-- DATA PROVIDED start --
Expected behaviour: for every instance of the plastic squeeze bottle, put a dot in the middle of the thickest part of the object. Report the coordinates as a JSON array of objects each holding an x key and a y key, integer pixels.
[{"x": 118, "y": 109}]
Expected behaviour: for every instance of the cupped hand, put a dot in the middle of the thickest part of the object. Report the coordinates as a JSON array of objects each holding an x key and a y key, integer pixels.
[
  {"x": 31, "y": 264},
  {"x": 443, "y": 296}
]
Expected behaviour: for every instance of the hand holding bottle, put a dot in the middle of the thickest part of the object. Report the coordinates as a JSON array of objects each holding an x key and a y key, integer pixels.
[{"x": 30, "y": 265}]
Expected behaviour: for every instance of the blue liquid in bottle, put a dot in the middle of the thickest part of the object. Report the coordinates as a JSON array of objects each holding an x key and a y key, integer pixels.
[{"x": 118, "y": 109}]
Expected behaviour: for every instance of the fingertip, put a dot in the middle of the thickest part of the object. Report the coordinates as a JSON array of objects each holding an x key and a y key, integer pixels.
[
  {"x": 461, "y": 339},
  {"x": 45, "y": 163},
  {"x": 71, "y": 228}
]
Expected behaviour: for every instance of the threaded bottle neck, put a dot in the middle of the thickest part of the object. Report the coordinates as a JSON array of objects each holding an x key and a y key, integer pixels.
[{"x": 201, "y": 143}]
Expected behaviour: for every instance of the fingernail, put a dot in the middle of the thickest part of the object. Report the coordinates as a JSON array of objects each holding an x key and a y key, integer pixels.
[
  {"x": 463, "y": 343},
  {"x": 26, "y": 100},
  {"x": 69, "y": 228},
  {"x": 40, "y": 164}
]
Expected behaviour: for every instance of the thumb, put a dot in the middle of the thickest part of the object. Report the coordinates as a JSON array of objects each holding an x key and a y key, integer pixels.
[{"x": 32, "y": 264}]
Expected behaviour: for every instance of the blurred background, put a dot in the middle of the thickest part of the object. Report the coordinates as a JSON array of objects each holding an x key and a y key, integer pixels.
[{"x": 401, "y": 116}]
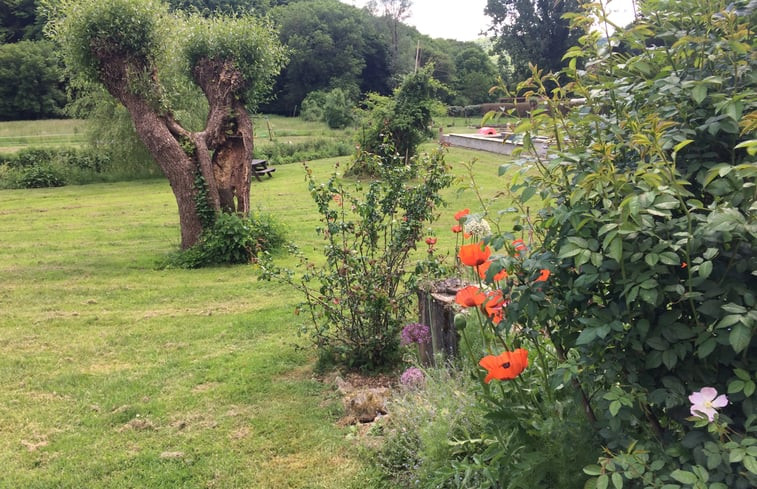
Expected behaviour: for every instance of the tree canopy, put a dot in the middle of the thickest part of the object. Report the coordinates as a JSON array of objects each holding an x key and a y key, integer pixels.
[
  {"x": 124, "y": 45},
  {"x": 531, "y": 31}
]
-- DATA PROVIDED end --
### EXERCISE BRIEF
Rewrite all of the records above, changing every "thickest part" to "widest part" and leaving everything else unchanged. Omit the pictures.

### TASK RESPONSE
Expected behaviour: for every instance of the plastic squeeze bottle, put a dot in the middle of the widest part of the object. Report the coordinates as a JSON array of objects each holding an x key and a y key, integer pixels.
[{"x": 118, "y": 109}]
Expected behaviour: for every instance of the cupped hand, put a dot in the middle of the widest part of the object. Report the coordinates as a JSON array of objects each holding an x key and a y key, integer pixels.
[
  {"x": 31, "y": 264},
  {"x": 443, "y": 296}
]
Expected behaviour: for every instance of the hand holding bottle, put a dot in the middle of the widest part of the object. Report the coordinates as a JSON array of objects each holding an x key and a y key, integer pixels.
[{"x": 30, "y": 265}]
Expected behaviour: for every instance of the blue liquid in bottle, put a dot in the middle of the widest part of the object. Report the coordinates as a JSON array of objects each holding an x key and a y key, integer pixels.
[{"x": 118, "y": 109}]
Expected behaviour: for every instance of the fingertip, put a dot in the middle of the widest part of the object. Report the coordinates as a JSON array of objects each holding an x key and a y key, integer pixels.
[
  {"x": 461, "y": 339},
  {"x": 45, "y": 163},
  {"x": 71, "y": 228}
]
Expected behaviour: for every instance of the threaded bottle neck, put a dot in the middle of the widest part of the object. Report the coordinates as a JSON array of objects each holding an x key and a y key, integer pixels.
[{"x": 201, "y": 143}]
Expected behaviour: for every instance of the fingernail, put a dot in the middle of the widest part of the object. Report the coordinates as a JSON array of objects each holding an x key and a y key, integer pixels.
[
  {"x": 463, "y": 343},
  {"x": 26, "y": 100},
  {"x": 69, "y": 228},
  {"x": 40, "y": 164}
]
Expected behaviour: for every instance of the thumb, put a dot in the middle of the widest part of the object. Report the coordinates as a JSON array of objects each holding an x key and a y key, integer pixels.
[{"x": 32, "y": 264}]
Expected behaviour: for every instance of the blurred background, put a dot in the middle of the widest part of the object. Report the coordinates as a JSON array of objects each holding an x key and a y key, integer pixels.
[{"x": 401, "y": 116}]
Expected behaviour: for every instance of the tree canopy, put a dot in the middle of the widest part of the object. Report the coordinates as a JSON array of objects each holding an x key and a y key, integer pixels.
[
  {"x": 124, "y": 45},
  {"x": 531, "y": 31}
]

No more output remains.